▶ [Exercise inputs]:

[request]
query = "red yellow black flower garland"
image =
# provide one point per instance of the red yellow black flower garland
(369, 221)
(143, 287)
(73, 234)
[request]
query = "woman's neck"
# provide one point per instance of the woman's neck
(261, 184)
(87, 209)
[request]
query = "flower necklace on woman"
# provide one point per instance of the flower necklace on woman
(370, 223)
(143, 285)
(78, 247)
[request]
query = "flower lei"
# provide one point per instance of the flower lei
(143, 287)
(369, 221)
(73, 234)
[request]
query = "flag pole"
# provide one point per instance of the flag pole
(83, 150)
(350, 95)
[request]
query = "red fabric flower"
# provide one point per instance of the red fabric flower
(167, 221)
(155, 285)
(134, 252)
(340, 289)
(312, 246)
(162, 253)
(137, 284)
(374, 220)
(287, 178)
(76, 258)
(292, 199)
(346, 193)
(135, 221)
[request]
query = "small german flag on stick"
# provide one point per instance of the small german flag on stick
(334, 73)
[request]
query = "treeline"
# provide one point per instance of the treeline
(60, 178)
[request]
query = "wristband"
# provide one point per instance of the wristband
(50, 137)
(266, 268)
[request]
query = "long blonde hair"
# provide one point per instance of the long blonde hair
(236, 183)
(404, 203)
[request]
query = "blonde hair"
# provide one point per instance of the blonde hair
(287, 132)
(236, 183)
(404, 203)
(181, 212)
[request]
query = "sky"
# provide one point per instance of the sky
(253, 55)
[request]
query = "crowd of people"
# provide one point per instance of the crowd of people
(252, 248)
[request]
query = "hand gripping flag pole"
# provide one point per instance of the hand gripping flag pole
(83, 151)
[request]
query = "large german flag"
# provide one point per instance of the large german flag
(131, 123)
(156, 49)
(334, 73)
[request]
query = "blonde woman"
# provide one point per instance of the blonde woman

▶ [Short task]: Output all preceding records character for character.

▶ [Problem solution]:
[request]
query = "red yellow black flower garland"
image =
# provide one point per instance of the red yellow black flower garland
(369, 221)
(143, 287)
(73, 234)
[request]
query = "woman's neck"
# provide one point per instance of the woman's neck
(261, 184)
(87, 209)
[request]
query = "flower necklace on woman"
# provide one point per instance of the flower necklace on woman
(370, 223)
(143, 285)
(78, 247)
[request]
query = "flower lei"
# provide one point per instance of the flower lei
(143, 287)
(369, 221)
(73, 234)
[request]
query = "flag pole"
# provide one point per instance of the flag pole
(83, 150)
(350, 95)
[request]
query = "red fabric flower"
# provide one point per instance of the red fabric flower
(167, 221)
(155, 285)
(134, 252)
(340, 289)
(312, 246)
(162, 253)
(137, 284)
(374, 220)
(287, 178)
(76, 258)
(292, 199)
(346, 193)
(135, 221)
[request]
query = "small german flag on stick"
# provide one point per instance of the small german flag on stick
(334, 73)
[request]
query = "treeline"
# provide one point per instance of the treeline
(60, 178)
[request]
query = "wristband"
# provide one point per instance of the wristband
(50, 137)
(266, 268)
[request]
query = "long blonde hair"
# provide one point per instance of the long blonde hair
(236, 183)
(404, 203)
[request]
query = "blonde hair"
# provide one point per instance of the blonde hair
(287, 132)
(236, 183)
(404, 203)
(181, 212)
[request]
query = "sky"
# provide one point per instance of the sky
(253, 55)
[request]
query = "crowd of people"
# provide one point per instance of the crowd of people
(252, 248)
[request]
query = "hand gripping flag pole"
# provide one point per instance of the hand gripping flag pole
(83, 151)
[request]
query = "large german flag"
# provide one point per instance of the large german flag
(131, 123)
(156, 49)
(334, 73)
[request]
query = "blonde woman"
# provide one point per instance of the blonde woman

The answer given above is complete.